__Source passage__:

──────────

US President Donald Trump has announced sweeping restrictions against Chinese-owned social media giants TikTok and WeChat, his latest explosive move aimed at countering China’s rising global power, reports AFP.
Trump on Thursday signed executive orders giving Americans 45 days to stop doing business with the Chinese platforms, effectively setting a deadline for a potential pressured sale of viral video sensation TikTok to Microsoft.
Trump cited national security concerns for the moves, which also threw into doubt the American operations of WeChat’s parent firm, Tencent, an uber-powerful player in the video gaming industry and one of the world’s richest companies.
Trump has taken an increasingly heavy hammer to US relations with China, challenging it on trade, military and economic fronts, and Thursday’s effort provoked more outrage in Beijing.
The new restrictions sent Tencent shares into a spin, with the issue tanking as much as 10 percent at one point in Hong Kong trade, wiping almost $50 billion off its market capitalisation.
Asian markets also took note, with investors concerned about increasingly bitter relations between the economic titans that some fear could lead to a renewal of their painful trade war.
Officials from both sides are due to meet next Saturday to review a trade deal signed earlier this year.
“TikTok automatically captures vast swaths of information from its users, including Internet and other network activity information such as location data and browsing and search histories,” Trump’s order said.
Data could potentially be used by China to track the locations of federal employees and contractors, build dossiers on people for blackmail, and conduct corporate espionage, it alleged. Beijing slammed the move as “arbitrary political manipulation and suppression” and said it would come at the expense of American users and companies.

──────────

[Data taken from a collection]
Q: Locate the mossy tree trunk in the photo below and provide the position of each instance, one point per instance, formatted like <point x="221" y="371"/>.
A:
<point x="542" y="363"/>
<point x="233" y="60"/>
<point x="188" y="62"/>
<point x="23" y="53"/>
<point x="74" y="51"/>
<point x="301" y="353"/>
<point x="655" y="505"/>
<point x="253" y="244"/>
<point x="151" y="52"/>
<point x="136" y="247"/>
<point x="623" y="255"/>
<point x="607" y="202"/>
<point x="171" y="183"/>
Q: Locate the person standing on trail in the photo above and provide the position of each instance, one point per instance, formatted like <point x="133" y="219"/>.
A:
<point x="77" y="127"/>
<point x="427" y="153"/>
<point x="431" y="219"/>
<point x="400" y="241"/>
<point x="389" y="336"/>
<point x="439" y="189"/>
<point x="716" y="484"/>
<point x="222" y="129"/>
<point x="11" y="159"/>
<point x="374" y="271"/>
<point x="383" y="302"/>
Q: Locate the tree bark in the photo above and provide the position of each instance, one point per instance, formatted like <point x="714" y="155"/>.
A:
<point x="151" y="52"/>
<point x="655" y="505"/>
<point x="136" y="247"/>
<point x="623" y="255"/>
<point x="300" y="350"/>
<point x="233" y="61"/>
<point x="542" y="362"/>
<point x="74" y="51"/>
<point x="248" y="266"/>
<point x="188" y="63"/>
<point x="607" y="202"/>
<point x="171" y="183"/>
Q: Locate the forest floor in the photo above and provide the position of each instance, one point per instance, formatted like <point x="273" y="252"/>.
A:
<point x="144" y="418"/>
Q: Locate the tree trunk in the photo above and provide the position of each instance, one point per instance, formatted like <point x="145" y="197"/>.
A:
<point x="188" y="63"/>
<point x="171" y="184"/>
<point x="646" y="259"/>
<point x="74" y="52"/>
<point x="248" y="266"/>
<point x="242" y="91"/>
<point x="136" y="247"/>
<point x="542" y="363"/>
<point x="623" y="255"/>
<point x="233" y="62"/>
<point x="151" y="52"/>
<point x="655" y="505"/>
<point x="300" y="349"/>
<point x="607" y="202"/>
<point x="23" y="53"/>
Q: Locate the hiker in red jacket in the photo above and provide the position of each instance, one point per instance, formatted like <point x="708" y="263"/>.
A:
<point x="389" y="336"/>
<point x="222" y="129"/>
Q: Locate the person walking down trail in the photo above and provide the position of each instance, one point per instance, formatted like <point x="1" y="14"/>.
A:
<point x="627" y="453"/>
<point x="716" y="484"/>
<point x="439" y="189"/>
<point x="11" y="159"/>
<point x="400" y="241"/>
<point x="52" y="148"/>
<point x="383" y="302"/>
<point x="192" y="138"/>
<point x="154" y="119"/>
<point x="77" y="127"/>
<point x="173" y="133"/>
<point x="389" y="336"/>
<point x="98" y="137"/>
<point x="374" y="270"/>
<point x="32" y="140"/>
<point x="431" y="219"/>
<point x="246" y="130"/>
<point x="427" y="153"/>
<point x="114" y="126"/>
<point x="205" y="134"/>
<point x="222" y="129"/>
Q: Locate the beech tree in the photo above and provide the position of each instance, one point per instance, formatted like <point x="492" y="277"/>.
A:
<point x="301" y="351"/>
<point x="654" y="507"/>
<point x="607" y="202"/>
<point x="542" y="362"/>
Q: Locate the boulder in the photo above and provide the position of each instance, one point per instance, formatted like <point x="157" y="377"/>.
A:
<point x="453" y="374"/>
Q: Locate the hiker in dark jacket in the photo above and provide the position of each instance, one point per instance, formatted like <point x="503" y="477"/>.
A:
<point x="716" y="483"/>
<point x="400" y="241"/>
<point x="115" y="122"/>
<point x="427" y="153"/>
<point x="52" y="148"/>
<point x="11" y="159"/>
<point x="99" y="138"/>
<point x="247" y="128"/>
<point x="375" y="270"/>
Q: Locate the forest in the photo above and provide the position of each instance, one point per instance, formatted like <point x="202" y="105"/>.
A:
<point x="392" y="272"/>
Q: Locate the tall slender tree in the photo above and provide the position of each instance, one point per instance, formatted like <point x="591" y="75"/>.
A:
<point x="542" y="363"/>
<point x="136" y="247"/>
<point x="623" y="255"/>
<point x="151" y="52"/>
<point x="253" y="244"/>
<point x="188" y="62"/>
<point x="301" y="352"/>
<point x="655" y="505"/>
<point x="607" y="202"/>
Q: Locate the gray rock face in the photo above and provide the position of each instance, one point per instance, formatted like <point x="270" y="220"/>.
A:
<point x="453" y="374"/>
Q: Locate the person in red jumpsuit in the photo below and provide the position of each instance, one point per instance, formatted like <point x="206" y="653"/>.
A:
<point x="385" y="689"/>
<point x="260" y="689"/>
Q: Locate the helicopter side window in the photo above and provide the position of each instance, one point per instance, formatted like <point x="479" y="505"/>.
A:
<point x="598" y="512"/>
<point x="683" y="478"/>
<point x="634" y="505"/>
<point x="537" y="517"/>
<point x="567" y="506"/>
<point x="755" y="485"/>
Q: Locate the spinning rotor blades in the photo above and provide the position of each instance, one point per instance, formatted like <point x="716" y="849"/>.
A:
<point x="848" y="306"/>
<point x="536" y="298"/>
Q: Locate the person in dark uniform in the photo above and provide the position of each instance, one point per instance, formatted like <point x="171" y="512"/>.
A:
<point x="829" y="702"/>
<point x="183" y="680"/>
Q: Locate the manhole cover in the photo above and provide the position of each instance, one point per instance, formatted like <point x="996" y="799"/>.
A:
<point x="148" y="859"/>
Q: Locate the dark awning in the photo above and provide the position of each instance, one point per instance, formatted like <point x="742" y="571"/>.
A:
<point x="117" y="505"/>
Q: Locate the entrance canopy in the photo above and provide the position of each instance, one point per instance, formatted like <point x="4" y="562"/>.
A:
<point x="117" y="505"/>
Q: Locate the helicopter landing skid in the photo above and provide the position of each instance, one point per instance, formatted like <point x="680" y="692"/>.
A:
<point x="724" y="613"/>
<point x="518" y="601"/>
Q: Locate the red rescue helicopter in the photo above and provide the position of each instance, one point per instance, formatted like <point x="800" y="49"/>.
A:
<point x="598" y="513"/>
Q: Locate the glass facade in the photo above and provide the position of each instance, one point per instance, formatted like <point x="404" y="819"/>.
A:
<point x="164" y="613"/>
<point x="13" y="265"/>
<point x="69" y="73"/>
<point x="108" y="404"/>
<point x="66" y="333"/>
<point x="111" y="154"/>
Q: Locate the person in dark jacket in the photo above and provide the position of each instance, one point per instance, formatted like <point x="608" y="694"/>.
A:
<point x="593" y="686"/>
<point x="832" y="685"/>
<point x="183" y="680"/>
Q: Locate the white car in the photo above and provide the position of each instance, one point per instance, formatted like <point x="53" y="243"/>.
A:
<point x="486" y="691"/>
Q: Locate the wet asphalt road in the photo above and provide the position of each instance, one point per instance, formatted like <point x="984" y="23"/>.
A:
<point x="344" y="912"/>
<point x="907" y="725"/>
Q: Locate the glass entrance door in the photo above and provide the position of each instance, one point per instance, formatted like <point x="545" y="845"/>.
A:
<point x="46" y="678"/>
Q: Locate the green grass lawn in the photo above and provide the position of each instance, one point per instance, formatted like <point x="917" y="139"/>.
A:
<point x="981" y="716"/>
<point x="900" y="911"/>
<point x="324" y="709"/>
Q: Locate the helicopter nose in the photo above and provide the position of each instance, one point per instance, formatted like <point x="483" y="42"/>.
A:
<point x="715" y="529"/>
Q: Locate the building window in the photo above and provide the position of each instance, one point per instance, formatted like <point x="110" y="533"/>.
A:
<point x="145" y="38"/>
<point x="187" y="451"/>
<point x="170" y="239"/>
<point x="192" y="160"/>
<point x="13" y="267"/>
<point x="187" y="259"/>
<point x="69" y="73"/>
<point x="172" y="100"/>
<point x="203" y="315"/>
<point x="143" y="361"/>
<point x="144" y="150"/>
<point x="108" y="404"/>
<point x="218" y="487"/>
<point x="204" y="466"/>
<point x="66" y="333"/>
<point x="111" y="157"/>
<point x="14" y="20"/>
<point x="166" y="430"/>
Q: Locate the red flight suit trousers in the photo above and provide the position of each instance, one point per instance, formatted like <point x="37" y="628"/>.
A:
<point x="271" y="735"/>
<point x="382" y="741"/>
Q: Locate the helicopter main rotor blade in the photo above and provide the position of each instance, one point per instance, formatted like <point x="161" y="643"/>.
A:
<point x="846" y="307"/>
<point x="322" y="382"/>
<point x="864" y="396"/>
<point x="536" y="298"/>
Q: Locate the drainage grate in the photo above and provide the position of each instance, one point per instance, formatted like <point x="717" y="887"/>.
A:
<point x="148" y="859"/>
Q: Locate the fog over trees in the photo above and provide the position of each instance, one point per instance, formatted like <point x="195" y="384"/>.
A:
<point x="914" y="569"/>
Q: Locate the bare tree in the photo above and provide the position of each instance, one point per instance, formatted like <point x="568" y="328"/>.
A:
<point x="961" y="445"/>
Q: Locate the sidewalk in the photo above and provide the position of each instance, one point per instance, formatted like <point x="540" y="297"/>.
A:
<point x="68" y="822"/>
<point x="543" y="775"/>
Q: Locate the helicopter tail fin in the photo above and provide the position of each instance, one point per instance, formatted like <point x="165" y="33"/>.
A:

──────────

__Exercise prompt__: According to the article on the TikTok and WeChat restrictions, why did Asian markets take note of the move?

__Written response__: Investors were concerned about the increasingly bitter relations between the United States and China. Some feared this could lead to a renewal of the two countries' painful trade war.